Reputation: 366
Wanted to see if there are more details about the way job bookmarking is done in AWS Glue. AWS docs doesn't provide much on this. I know that there are basic functionality in there:
And it seems like that the bookmarking happens at the time:
job.commit()
Can I access it? Can it be modified to reprocess some portion of source?
Upvotes: 1
Views: 5053
Reputation: 329
Some additional info:
The basic tactic for Job Bookmark design would be to save the START time of the last completed job. So when a job is re-run, it will process only the files that have a modification-timestamp newer than the START time of the previous job that was Bookmarked in the Transformation Context parameter.
However, the issue with this design would be that under some conditions, certain files would be incorrectly categorized as processed. For example: suppose a file is written to S3 where the timestamp is just before the job starts, however because of the slight S3 consistency delay, it's not visible to the job at that point. Thus it is not processed in the run, the Bookmark gets updated when the job completes and on the next run it skips the file because it assumes it was previously processed because of the earlier timestamp.

Records held in a dataset
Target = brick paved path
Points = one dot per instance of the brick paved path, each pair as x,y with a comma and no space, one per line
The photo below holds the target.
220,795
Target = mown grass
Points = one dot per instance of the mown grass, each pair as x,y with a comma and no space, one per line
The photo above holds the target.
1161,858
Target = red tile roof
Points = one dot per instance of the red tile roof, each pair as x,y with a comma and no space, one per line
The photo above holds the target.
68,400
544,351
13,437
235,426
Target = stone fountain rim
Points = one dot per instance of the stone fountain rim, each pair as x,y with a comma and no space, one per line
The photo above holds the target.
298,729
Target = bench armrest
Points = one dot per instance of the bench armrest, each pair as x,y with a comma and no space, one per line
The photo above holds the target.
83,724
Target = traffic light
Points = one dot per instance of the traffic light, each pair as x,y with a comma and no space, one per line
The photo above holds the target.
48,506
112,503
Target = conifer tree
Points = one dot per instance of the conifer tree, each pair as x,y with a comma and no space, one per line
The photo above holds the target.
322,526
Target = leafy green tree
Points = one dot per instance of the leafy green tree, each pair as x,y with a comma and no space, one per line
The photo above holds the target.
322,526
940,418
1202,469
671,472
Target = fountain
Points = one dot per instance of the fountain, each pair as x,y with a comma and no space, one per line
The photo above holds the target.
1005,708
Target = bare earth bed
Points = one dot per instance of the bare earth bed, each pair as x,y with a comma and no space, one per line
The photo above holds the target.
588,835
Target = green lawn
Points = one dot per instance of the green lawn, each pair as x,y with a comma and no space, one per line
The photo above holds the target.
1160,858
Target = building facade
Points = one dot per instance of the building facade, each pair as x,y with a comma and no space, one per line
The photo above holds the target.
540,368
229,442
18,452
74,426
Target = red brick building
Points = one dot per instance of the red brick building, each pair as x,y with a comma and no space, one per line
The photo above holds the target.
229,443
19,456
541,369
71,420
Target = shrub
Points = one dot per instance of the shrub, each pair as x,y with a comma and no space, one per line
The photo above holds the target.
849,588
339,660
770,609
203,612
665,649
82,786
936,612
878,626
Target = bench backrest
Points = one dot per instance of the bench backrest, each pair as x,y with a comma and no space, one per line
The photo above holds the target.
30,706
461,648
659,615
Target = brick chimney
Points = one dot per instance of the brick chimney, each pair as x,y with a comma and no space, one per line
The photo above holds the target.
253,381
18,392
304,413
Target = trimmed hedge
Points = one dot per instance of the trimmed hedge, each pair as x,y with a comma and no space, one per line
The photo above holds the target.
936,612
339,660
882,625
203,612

THE TASK →
Continue the text on AWS Glue job bookmarking, starting after its final sentence. The lines in this dataset bear no relation to the AWS Glue job bookmarking text.

FINAL RESULT →
The Bookmarks feature is thus designed to not only save the timestamp of previous job start time, but also a list of files in a certain band of uncertainty around that timestamp. This would include a threshold number of files within a time-range before the timestamp. The next run will thus process any file after that timestamp plus the files that are in that band of uncertainty that have not yet been processed.
The Transformation Context (transformation_ctx) is the element that makes changes to the internal record of processed files. And the job.init command creates or loads a bookmark, while job.commit initializes and commits the bookmark.
Hope that is helpful.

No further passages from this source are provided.